WHAT TO PRODUCE:
Copy the records below exactly. Include all of them.

[Region pointing data]
((
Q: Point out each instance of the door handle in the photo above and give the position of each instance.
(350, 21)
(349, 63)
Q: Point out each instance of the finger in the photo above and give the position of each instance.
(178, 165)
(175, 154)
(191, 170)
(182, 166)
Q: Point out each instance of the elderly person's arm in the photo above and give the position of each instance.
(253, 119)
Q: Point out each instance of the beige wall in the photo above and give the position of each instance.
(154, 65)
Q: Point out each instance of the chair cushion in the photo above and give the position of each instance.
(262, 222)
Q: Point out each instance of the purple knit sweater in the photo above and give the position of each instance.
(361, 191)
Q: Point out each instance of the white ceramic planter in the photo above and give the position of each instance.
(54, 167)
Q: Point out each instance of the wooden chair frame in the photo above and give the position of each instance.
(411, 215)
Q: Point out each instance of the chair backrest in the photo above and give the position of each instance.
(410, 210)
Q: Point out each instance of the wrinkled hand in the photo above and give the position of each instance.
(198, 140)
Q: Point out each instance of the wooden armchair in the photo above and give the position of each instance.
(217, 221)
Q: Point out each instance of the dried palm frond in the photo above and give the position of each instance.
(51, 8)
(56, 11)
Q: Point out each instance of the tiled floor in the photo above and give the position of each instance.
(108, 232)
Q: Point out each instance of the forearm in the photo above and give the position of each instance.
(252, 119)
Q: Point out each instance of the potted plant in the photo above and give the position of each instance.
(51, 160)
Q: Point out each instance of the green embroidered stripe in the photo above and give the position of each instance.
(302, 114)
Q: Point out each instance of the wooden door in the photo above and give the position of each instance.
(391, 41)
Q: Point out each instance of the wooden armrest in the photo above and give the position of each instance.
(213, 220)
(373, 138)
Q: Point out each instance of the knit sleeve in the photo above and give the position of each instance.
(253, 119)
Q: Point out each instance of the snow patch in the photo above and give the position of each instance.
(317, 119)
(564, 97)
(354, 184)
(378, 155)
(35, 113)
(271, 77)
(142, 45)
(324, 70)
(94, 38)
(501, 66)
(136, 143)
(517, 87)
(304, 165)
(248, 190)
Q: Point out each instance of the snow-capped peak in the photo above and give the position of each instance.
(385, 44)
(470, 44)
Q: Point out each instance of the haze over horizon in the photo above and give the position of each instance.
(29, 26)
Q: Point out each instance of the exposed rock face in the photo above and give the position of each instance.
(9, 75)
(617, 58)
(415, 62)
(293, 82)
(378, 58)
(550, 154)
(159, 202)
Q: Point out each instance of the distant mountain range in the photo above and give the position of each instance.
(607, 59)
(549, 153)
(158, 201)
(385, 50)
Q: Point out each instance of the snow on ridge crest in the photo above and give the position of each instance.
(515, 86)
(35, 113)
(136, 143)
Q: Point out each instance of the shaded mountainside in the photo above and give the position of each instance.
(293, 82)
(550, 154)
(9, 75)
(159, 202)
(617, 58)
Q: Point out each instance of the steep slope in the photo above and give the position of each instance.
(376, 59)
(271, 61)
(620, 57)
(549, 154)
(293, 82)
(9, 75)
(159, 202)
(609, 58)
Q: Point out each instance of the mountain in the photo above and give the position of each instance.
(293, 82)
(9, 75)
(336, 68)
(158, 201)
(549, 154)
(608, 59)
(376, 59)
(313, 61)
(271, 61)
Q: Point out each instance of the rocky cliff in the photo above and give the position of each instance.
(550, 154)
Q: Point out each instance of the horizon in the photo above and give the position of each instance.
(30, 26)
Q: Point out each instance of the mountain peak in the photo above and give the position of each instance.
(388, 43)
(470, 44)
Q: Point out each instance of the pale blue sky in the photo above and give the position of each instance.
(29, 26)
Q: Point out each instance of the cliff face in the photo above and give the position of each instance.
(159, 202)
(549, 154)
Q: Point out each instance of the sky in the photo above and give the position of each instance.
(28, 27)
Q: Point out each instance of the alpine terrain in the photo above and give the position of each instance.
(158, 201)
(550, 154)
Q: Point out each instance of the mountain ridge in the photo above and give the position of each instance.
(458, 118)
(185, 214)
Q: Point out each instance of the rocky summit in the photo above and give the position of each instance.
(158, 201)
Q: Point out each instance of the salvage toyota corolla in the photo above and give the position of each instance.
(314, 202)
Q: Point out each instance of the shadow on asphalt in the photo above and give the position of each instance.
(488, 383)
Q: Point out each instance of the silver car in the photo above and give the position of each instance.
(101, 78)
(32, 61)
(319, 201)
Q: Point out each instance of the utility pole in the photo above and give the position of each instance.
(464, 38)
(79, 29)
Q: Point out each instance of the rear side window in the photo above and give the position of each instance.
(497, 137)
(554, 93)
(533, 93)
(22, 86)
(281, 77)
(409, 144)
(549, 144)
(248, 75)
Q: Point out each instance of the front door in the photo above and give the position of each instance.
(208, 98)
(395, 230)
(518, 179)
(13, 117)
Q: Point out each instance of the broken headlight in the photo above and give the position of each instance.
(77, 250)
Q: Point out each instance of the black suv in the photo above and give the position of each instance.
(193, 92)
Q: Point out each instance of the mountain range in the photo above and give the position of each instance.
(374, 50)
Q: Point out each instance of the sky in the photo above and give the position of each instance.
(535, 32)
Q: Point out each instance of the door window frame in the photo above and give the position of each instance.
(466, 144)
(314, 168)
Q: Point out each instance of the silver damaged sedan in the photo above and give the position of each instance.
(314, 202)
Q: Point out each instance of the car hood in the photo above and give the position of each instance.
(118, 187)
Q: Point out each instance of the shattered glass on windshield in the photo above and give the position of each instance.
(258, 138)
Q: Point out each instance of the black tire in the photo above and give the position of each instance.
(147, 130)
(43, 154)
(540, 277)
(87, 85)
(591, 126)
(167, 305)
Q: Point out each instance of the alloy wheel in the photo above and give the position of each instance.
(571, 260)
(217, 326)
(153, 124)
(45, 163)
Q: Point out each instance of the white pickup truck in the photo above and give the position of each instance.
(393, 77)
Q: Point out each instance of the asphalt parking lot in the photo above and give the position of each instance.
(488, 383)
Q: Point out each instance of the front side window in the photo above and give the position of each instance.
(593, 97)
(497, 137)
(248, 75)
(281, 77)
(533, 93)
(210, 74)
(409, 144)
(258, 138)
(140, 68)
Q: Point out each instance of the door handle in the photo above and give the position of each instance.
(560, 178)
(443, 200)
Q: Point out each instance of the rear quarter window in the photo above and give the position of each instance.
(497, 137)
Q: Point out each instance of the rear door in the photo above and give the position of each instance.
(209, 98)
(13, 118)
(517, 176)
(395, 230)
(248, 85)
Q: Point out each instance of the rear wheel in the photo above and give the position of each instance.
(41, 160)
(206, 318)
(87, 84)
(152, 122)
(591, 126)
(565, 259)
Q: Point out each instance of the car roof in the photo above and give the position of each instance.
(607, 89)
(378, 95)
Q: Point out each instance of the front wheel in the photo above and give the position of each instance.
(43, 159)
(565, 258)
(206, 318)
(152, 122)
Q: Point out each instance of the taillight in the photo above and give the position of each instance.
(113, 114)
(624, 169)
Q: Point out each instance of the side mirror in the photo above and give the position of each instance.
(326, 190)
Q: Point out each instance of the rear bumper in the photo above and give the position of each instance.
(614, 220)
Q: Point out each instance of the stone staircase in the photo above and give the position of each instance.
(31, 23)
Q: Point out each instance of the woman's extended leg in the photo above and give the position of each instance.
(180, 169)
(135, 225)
))
REPLY TO THE EXERCISE:
Q: Point out each instance of the door handle in the photo above and give the position of each instance.
(350, 21)
(349, 63)
Q: Point out each instance of the finger in the photo above and give the position of each instance.
(178, 165)
(175, 154)
(191, 170)
(182, 166)
Q: Point out each instance of the elderly person's arm in the photo above and give the position of each instance.
(253, 119)
Q: Point out each instance of the beige wall in the photo above and give the position of each instance.
(154, 65)
Q: Point out each instance of the chair cushion in the photo above and give the position of each instance.
(262, 222)
Q: Point out each instance of the purple knit sweater in the photo above and give the position of each instance.
(361, 191)
Q: Point out each instance of the white ceramic planter in the photo above and give the position of each instance.
(54, 167)
Q: Point out each instance of the wooden chair frame in the photo above and give the position of each instance.
(411, 215)
Q: Point out each instance of the chair backrest in the photo above and give the position of each instance.
(410, 210)
Q: Point out each instance of the wrinkled hand in the photo above and give the position of each instance.
(198, 140)
Q: Point out each instance of the wooden armchair in the photo above and give the position of each instance.
(217, 221)
Q: Point out each instance of the dried palm frond in the photo above and give the position of each instance.
(51, 8)
(56, 11)
Q: Point out each instance of the tiled floor in the photo above and give the position of each instance.
(108, 232)
Q: Point out each instance of the forearm in the photo above and give the position of each instance.
(252, 119)
Q: Point out each instance of the potted plant in the photo above and give the position of each instance.
(51, 160)
Q: Point out each instance of the green embroidered stripe in the photo above and give the position of each instance.
(302, 114)
Q: Point out each instance of the wooden door in the photo above and give the position of each instance.
(391, 41)
Q: Point out each instance of the wooden armrest in the photo above and give the position of each instance.
(213, 220)
(373, 138)
Q: Point out each instance of the knit sleeve in the photo above and give the position of each instance.
(253, 119)
Q: Point out each instance of the snow patch in the photo above and give the position of each instance.
(317, 119)
(564, 97)
(354, 184)
(378, 155)
(35, 113)
(271, 77)
(142, 45)
(324, 70)
(94, 38)
(501, 66)
(136, 143)
(517, 87)
(304, 165)
(248, 190)
Q: Point out each instance of the snow-capped peak in the photo above and give the position of each instance.
(385, 44)
(470, 44)
Q: Point out each instance of the haze over horizon in the photo above and give the position of each instance.
(29, 26)
Q: Point out each instance of the exposed rock face in the photo above and give the position of each instance.
(9, 75)
(617, 58)
(415, 62)
(293, 82)
(378, 58)
(550, 154)
(159, 202)
Q: Point out each instance of the distant mountain range in the photo above and give the position of each instance.
(607, 59)
(549, 153)
(158, 201)
(385, 50)
Q: Point out each instance of the snow on ridge crest in the photo above and give the position of each instance.
(515, 86)
(35, 113)
(136, 143)
Q: Point out each instance of the shaded mountainside in the photo above and give the position of each instance.
(293, 82)
(550, 154)
(9, 75)
(159, 202)
(617, 58)
Q: Point out each instance of the steep slope in the photo above and give the position of each instance.
(376, 59)
(271, 61)
(620, 57)
(549, 154)
(293, 82)
(9, 75)
(159, 202)
(609, 58)
Q: Point out each instance of the mountain in the photo above and give the position of each instance.
(293, 82)
(9, 75)
(336, 68)
(158, 201)
(549, 154)
(608, 59)
(376, 59)
(313, 61)
(271, 61)
Q: Point out each instance of the rocky cliff in the photo above and give the position of each instance.
(550, 154)
Q: Point out each instance of the horizon in the photo above and give the position of each instance.
(30, 26)
Q: Point out each instance of the mountain peak in the photo above and give the position of each instance.
(388, 43)
(470, 44)
Q: Point out each instance of the pale blue sky in the photo above and give the position of each instance.
(29, 26)
Q: Point out each instance of the cliff face in the photo above and give the position of each instance.
(159, 202)
(549, 154)
Q: Point out each instance of the sky in the photo above and give the position of each instance.
(28, 27)
Q: Point out each instance of the alpine terrain in the photo above and give the position of each instance.
(158, 201)
(550, 154)
Q: Point out each instance of the mountain ridge in the photo above and give the position of each instance.
(458, 118)
(185, 214)
Q: Point out each instance of the rocky summit in the photo above and give the position of each instance.
(158, 201)
Q: Point out each instance of the salvage toyota corolla in the photo above and give the position of each instance.
(314, 202)
Q: Point out each instance of the shadow on asphalt in the photo above and give the position of each instance.
(488, 383)
Q: Point out each instance of the silver car in the photo above and give the position of each instance.
(101, 78)
(32, 61)
(319, 201)
Q: Point out each instance of the utility pole in the photo above and give the position of each instance.
(464, 38)
(79, 29)
Q: Point out each instance of the rear side window in the photo above and give the position of each instance.
(497, 137)
(554, 93)
(533, 93)
(22, 86)
(281, 77)
(409, 144)
(549, 144)
(248, 75)
Q: Point out each instance of the front door in the photo above and give the position of each instance.
(208, 98)
(395, 230)
(518, 179)
(13, 117)
Q: Point out each instance of the broken headlight in the photo above and give the position of each instance.
(77, 250)
Q: Point out each instance of the black suv in the photo above and give the position of each instance.
(193, 92)
Q: Point out each instance of the mountain range in the photo above and give the position of each instance.
(374, 50)
Q: Point out each instance of the sky in the photo above and give the position of each instance.
(535, 32)
Q: Point out each instance of the door window frame in the photo above and give the position of each instance.
(466, 144)
(314, 168)
Q: Point out each instance of the silver damaged sedan in the photo above and give the position of each instance.
(314, 202)
Q: Point out each instance of the car hood in the photo above and give the position of each instance.
(118, 187)
Q: Point out each instance of the shattered glass on windshield in the photo above and give the position of each instance.
(258, 138)
Q: Point out each instance of the black tire in the photo above and give the position of each instance.
(147, 130)
(43, 154)
(540, 277)
(87, 85)
(591, 126)
(167, 305)
Q: Point out each instance of the alloy wheel in the photo above and give the position of each instance.
(571, 260)
(217, 326)
(153, 124)
(45, 163)
Q: Point out each instance of the white pickup truck in the photo above and give the position of each instance.
(393, 77)
Q: Point out each instance of the asphalt parking lot in the photo above and give the position of each instance.
(488, 383)
Q: Point out each instance of the front side window in the photo above and give the position of each instance.
(593, 97)
(497, 137)
(248, 75)
(281, 77)
(533, 93)
(210, 74)
(409, 144)
(258, 138)
(140, 68)
Q: Point out each instance of the door handle in the photo above and give the position of each instance.
(560, 178)
(443, 200)
Q: Point out each instance of the rear quarter window in the photo above and give the position of each instance.
(497, 137)
Q: Point out each instance of the rear door in the photo above and give the position of each instance.
(209, 98)
(13, 118)
(517, 176)
(395, 230)
(248, 85)
Q: Point out each instance of the rear wheel in the photo above and give the position of each instance.
(41, 160)
(206, 318)
(87, 84)
(152, 122)
(591, 126)
(565, 259)
Q: Point out each instance of the car roof in the photo above and give the position of each instance.
(607, 89)
(378, 95)
Q: Point out each instance of the front wheel in the photo above and give the position of each instance.
(43, 159)
(565, 258)
(206, 318)
(152, 122)
Q: Point out each instance of the taillight in the photo above and give the position of each instance.
(113, 114)
(624, 169)
Q: Point out each instance of the side mirror in the photo above and give the position of each instance.
(326, 190)
Q: Point out each instance of the rear bumper in the photo above and give the position of each instance.
(614, 220)
Q: Point out each instance of the stone staircase in the photo above and give the position of each instance.
(31, 23)
Q: Point out each instance of the woman's extended leg in the photo above and give the position of each instance.
(180, 169)
(135, 225)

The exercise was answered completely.